§ **TASK REQUIREMENTS**:
Write out every line of the data below word for word, leaving out the pictures.

** Start GIVEN INFORMATION **

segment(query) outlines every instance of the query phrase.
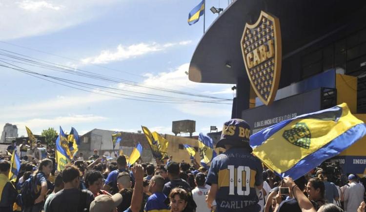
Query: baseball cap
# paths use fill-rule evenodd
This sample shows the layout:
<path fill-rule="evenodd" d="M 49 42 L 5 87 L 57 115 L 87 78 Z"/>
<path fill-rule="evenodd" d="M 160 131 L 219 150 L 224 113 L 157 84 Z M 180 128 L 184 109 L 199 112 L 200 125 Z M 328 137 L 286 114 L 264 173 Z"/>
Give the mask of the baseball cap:
<path fill-rule="evenodd" d="M 250 136 L 250 127 L 243 119 L 233 118 L 224 124 L 220 140 L 216 144 L 216 148 L 225 148 L 225 144 L 235 147 L 245 147 L 250 148 L 249 145 Z"/>
<path fill-rule="evenodd" d="M 122 202 L 122 195 L 117 193 L 113 196 L 102 194 L 90 203 L 90 212 L 110 212 Z"/>
<path fill-rule="evenodd" d="M 197 182 L 203 182 L 204 183 L 206 181 L 206 175 L 203 173 L 199 173 L 196 174 L 195 179 Z"/>
<path fill-rule="evenodd" d="M 356 175 L 353 174 L 350 174 L 348 175 L 348 180 L 353 180 L 356 179 Z"/>

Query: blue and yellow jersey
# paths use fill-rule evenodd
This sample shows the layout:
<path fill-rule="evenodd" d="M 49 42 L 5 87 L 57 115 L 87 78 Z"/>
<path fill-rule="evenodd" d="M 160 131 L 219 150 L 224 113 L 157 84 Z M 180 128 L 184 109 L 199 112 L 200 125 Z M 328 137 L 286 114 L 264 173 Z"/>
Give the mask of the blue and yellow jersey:
<path fill-rule="evenodd" d="M 168 212 L 169 207 L 164 203 L 166 196 L 162 192 L 157 192 L 149 197 L 146 203 L 145 212 Z"/>
<path fill-rule="evenodd" d="M 255 186 L 263 181 L 261 161 L 245 149 L 233 148 L 212 160 L 206 183 L 217 184 L 217 212 L 259 212 Z"/>
<path fill-rule="evenodd" d="M 0 174 L 0 211 L 13 211 L 17 194 L 8 176 Z"/>

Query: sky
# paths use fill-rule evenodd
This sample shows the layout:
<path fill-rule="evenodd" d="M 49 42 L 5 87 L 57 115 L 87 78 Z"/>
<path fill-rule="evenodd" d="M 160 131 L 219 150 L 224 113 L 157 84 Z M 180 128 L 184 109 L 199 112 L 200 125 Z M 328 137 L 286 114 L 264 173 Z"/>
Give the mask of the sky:
<path fill-rule="evenodd" d="M 203 35 L 203 17 L 187 21 L 200 1 L 1 1 L 0 130 L 10 123 L 19 136 L 25 126 L 36 135 L 59 126 L 82 135 L 143 125 L 172 134 L 172 121 L 190 119 L 194 135 L 220 131 L 231 116 L 233 85 L 185 74 Z M 209 8 L 227 1 L 206 1 L 206 28 L 218 17 Z"/>

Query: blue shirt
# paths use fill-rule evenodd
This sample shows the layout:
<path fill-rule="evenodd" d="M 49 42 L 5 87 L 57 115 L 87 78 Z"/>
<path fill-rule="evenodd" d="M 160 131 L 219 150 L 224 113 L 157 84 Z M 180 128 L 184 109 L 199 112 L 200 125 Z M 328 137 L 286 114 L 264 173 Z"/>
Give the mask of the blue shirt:
<path fill-rule="evenodd" d="M 128 172 L 124 169 L 118 169 L 112 171 L 108 175 L 107 179 L 105 180 L 105 184 L 112 187 L 113 189 L 112 193 L 113 194 L 118 192 L 118 188 L 117 187 L 117 177 L 118 176 L 118 174 L 120 172 L 123 172 L 128 173 Z"/>
<path fill-rule="evenodd" d="M 328 181 L 324 182 L 324 187 L 325 190 L 324 197 L 328 201 L 328 203 L 333 203 L 333 199 L 335 199 L 336 198 L 339 197 L 337 187 L 334 183 Z"/>
<path fill-rule="evenodd" d="M 42 182 L 47 183 L 47 177 L 44 173 L 42 172 L 40 172 L 36 175 L 36 185 L 35 192 L 37 194 L 36 196 L 38 196 L 41 194 L 41 185 Z"/>
<path fill-rule="evenodd" d="M 157 192 L 150 196 L 145 205 L 145 212 L 167 212 L 169 207 L 164 203 L 166 196 L 162 192 Z"/>
<path fill-rule="evenodd" d="M 261 161 L 244 148 L 232 148 L 212 160 L 206 183 L 217 184 L 217 211 L 259 212 L 255 186 L 263 182 Z"/>

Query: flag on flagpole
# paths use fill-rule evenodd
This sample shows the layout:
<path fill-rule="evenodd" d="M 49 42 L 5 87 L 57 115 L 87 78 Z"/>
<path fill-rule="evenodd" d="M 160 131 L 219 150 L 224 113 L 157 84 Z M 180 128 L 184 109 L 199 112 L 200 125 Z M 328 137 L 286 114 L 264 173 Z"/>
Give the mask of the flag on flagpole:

** End GIVEN INFORMATION **

§ **FULL SOLUTION**:
segment(query) outlines every instance of the query phrase.
Query: baseball cap
# paths use fill-rule evenodd
This sample shows the layout:
<path fill-rule="evenodd" d="M 49 42 L 5 87 L 57 115 L 87 78 Z"/>
<path fill-rule="evenodd" d="M 160 131 L 219 150 L 224 113 L 157 84 Z M 180 128 L 184 109 L 199 112 L 200 125 Z M 328 137 L 286 114 L 264 173 Z"/>
Give the mask of the baseball cap:
<path fill-rule="evenodd" d="M 250 136 L 250 127 L 243 119 L 233 118 L 224 124 L 220 140 L 216 144 L 216 148 L 225 148 L 225 144 L 235 147 L 245 147 L 250 148 L 249 145 Z"/>
<path fill-rule="evenodd" d="M 122 202 L 122 195 L 117 193 L 113 196 L 102 194 L 90 203 L 90 212 L 110 212 Z"/>
<path fill-rule="evenodd" d="M 197 182 L 203 182 L 204 183 L 206 181 L 206 175 L 203 173 L 199 173 L 196 174 L 195 179 Z"/>
<path fill-rule="evenodd" d="M 356 175 L 353 174 L 350 174 L 348 175 L 348 180 L 353 180 L 356 179 Z"/>

Query: blue and yellow jersey
# paths use fill-rule evenodd
This sample shows the layout:
<path fill-rule="evenodd" d="M 49 42 L 5 87 L 57 115 L 87 78 Z"/>
<path fill-rule="evenodd" d="M 160 131 L 219 150 L 224 113 L 157 84 Z M 180 128 L 184 109 L 199 112 L 200 125 Z M 328 137 L 286 114 L 264 173 Z"/>
Give the mask of the blue and yellow jersey:
<path fill-rule="evenodd" d="M 168 212 L 169 207 L 164 203 L 166 196 L 162 192 L 157 192 L 149 197 L 146 203 L 145 212 Z"/>
<path fill-rule="evenodd" d="M 255 186 L 263 181 L 261 161 L 245 149 L 233 148 L 212 160 L 206 183 L 217 184 L 217 212 L 259 212 Z"/>
<path fill-rule="evenodd" d="M 0 174 L 0 211 L 13 211 L 17 194 L 8 176 Z"/>

Query: sky
# paths use fill-rule evenodd
This sample shows the layout:
<path fill-rule="evenodd" d="M 49 42 L 5 87 L 57 115 L 87 78 Z"/>
<path fill-rule="evenodd" d="M 160 131 L 219 150 L 224 113 L 157 84 Z M 180 128 L 184 109 L 199 112 L 200 125 Z M 328 137 L 286 114 L 264 173 Z"/>
Give the mask of the sky:
<path fill-rule="evenodd" d="M 203 35 L 203 17 L 187 21 L 200 1 L 1 1 L 0 130 L 10 123 L 19 136 L 25 126 L 36 135 L 59 126 L 82 135 L 143 125 L 172 134 L 172 121 L 190 119 L 194 135 L 220 131 L 231 116 L 233 85 L 185 74 Z M 209 8 L 227 1 L 206 1 L 206 28 L 218 17 Z"/>

Query: blue shirt
# paths use fill-rule evenodd
This sample shows the layout:
<path fill-rule="evenodd" d="M 49 42 L 5 87 L 57 115 L 87 78 Z"/>
<path fill-rule="evenodd" d="M 160 131 L 219 150 L 224 113 L 157 84 Z M 180 128 L 184 109 L 199 112 L 200 125 Z M 328 137 L 286 114 L 264 173 Z"/>
Give the mask of the blue shirt:
<path fill-rule="evenodd" d="M 128 172 L 124 169 L 118 169 L 112 171 L 108 175 L 107 179 L 105 180 L 105 184 L 112 187 L 113 189 L 112 193 L 113 194 L 118 192 L 118 188 L 117 187 L 117 177 L 118 176 L 118 174 L 120 172 L 123 172 L 128 173 Z"/>
<path fill-rule="evenodd" d="M 328 181 L 324 182 L 324 187 L 325 190 L 324 197 L 328 201 L 328 203 L 333 203 L 333 199 L 335 199 L 336 198 L 339 197 L 337 187 L 334 183 Z"/>
<path fill-rule="evenodd" d="M 42 182 L 47 183 L 47 177 L 44 173 L 42 172 L 40 172 L 36 175 L 36 185 L 35 192 L 37 194 L 36 196 L 38 196 L 41 194 L 41 185 Z"/>
<path fill-rule="evenodd" d="M 157 192 L 150 196 L 145 205 L 145 212 L 167 212 L 169 207 L 164 203 L 166 196 L 162 192 Z"/>
<path fill-rule="evenodd" d="M 261 161 L 244 148 L 232 148 L 212 160 L 206 183 L 217 184 L 217 211 L 259 212 L 255 186 L 263 182 Z"/>

Query: flag on flagpole
# paths use fill-rule evenodd
This sample shows the layout:
<path fill-rule="evenodd" d="M 49 42 L 5 87 L 57 115 L 87 78 Z"/>
<path fill-rule="evenodd" d="M 160 131 L 219 150 L 224 113 L 157 84 Z M 180 128 L 184 109 L 199 112 L 200 125 Z M 328 137 L 286 114 L 264 173 Z"/>
Give the mask of the flag on flagpole:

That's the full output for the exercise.